Metrics of single service in k8s totally messed up

Hello,

I just set up a /metrics endpoint for one of my services in my k8s cluster. Short info: Everything is set up via terraform, there are multiple applications running in the cluster, the monitoring stack consists of :

  • Grafana,
  • Grafana Agent,
  • Mimir.

Now everything works fine for all services but one (there’s a PodMonitor on top of each application and the PM is being scraped by Grafana Agents). When I curl the service’s /metrics endpoint manually everything looks normal so far, i.e.:

http_request_duration_seconds_count{path=“GET /health”,status_code=“200”} 187

http_request_duration_seconds_count{path=“GET /metrics”,status_code=“200”} 1

http_request_duration_seconds_count{path=“GET /test”,status_code=“200”} 2

The health endpoint counter seems to increase due to the probes and the metrics endpoint due to my request. However, when I go to Grafana and query

http_request_duration_seconds_count{container="test_app"}

where “test_app” is the name of the application, I get totally messed up results, e.g.

http_request_duration_seconds_count{container=“test-app”, endpoint=“port-15000”, …, path=“GET /health”, status_code=“200”} → Value = 12

http_request_duration_seconds_count{container=“test-app”, endpoint=“port-15000”, …, path=“GET /metrics”, status_code=“200”} → Value = 154

There’s exactly one pod running for this application, the framework within is PHP Laravel Swoole (which could mess up the results due to workers I guess, but that doesn’t explain the high value for /metrics path).

The /test route is completely missing.

The pod names in the labels returned from Mimir/Grafana are the correct Pods. Since it’s working fine for all the other services (NodeJS & NestJS). I’m totally lost now.

Any idea on what’s causing this issue or how to debug this?

Thanks in advance!

---

## Exercise task 1
From the listing below, filter out and copy every line that contains the word "window".

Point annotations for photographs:
---

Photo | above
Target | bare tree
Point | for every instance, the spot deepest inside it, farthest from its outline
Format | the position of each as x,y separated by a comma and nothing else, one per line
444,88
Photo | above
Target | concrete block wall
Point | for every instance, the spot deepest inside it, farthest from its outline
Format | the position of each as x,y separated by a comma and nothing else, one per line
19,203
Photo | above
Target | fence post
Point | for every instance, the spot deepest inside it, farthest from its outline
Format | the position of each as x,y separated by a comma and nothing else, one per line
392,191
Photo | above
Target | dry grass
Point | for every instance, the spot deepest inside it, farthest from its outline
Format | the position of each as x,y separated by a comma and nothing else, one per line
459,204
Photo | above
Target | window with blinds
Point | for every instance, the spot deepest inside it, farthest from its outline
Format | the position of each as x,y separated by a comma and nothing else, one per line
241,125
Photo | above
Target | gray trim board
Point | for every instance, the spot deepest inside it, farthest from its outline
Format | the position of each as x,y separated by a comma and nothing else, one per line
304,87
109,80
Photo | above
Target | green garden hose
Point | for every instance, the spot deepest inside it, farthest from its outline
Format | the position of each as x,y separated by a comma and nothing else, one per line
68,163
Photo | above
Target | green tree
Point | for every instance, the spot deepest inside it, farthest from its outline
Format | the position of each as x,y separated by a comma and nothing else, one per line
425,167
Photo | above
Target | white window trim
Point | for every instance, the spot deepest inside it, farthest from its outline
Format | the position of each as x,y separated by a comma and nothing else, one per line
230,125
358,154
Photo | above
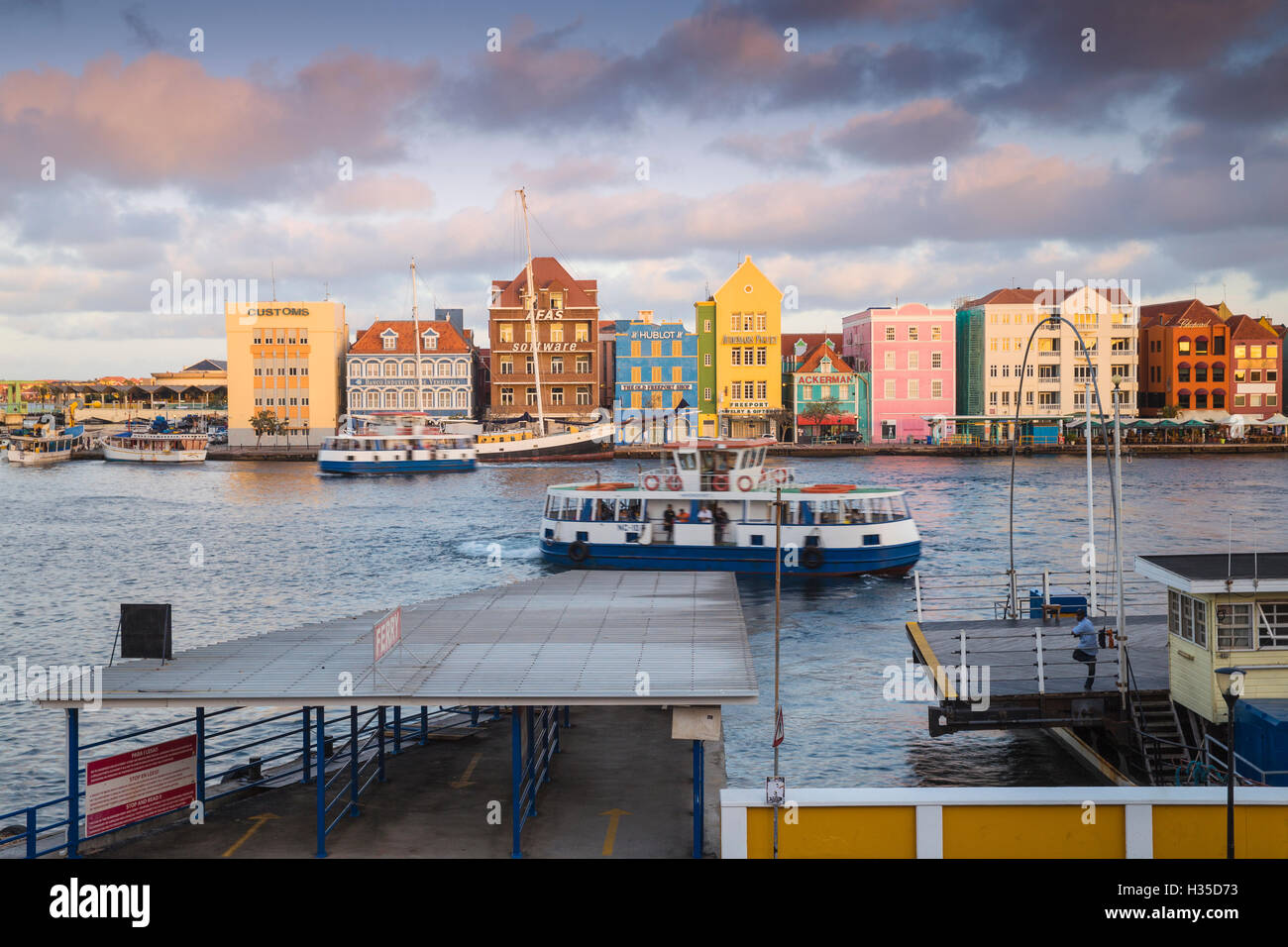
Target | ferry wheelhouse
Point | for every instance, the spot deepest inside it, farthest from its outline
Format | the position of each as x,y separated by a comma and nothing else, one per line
156,445
712,509
395,449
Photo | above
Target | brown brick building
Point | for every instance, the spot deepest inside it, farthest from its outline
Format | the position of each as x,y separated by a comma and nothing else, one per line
567,344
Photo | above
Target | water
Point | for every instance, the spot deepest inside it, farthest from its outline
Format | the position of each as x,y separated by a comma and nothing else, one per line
279,545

---

## Exercise task 2
According to the forum thread, what framework runs inside the single pod of the application whose metrics are wrong?

## Correct result 1
Target | window with blinds
Target | white window trim

## Correct result 2
PHP Laravel Swoole.